═══ Entries
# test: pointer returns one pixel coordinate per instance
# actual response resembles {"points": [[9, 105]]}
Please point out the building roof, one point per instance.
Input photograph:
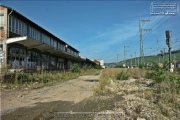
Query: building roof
{"points": [[36, 25]]}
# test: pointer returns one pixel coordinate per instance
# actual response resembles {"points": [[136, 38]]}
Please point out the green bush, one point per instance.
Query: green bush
{"points": [[98, 67], [75, 68], [122, 76]]}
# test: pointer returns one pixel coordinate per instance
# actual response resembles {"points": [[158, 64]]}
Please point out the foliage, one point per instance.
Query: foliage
{"points": [[98, 67], [75, 68]]}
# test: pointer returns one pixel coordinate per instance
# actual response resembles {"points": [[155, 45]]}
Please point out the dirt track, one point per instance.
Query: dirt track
{"points": [[32, 104]]}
══════
Could you turn every line of the records above into a JSON list of strings, one string per line, with blank lines skipped and the pictures left out?

**Solution**:
[
  "# test: pointer returns one pixel coordinate per instance",
  "# actual response resembles {\"points\": [[9, 105]]}",
  "Please point out the building roof, one point per instance.",
  "Input photograph:",
  "Query: building roof",
  "{\"points\": [[36, 25]]}",
  "# test: pointer returns one pixel coordinate per instance",
  "# actual response resembles {\"points\": [[136, 38]]}",
  "Please point out the green bush, one point per instance.",
  "Query: green bush",
  "{\"points\": [[98, 67], [75, 68], [122, 76]]}",
  "# test: pointer returns one pixel coordinate per instance",
  "# actual response resembles {\"points\": [[158, 64]]}",
  "Please point out the foliage, one point per instance.",
  "Query: foliage",
  "{\"points\": [[98, 67], [75, 68]]}",
  "# test: pointer returns one pixel coordinate per instance",
  "# actual response resembles {\"points\": [[155, 45]]}",
  "Please point out the dirt track, one point per instance.",
  "Query: dirt track",
  "{\"points\": [[32, 104]]}"
]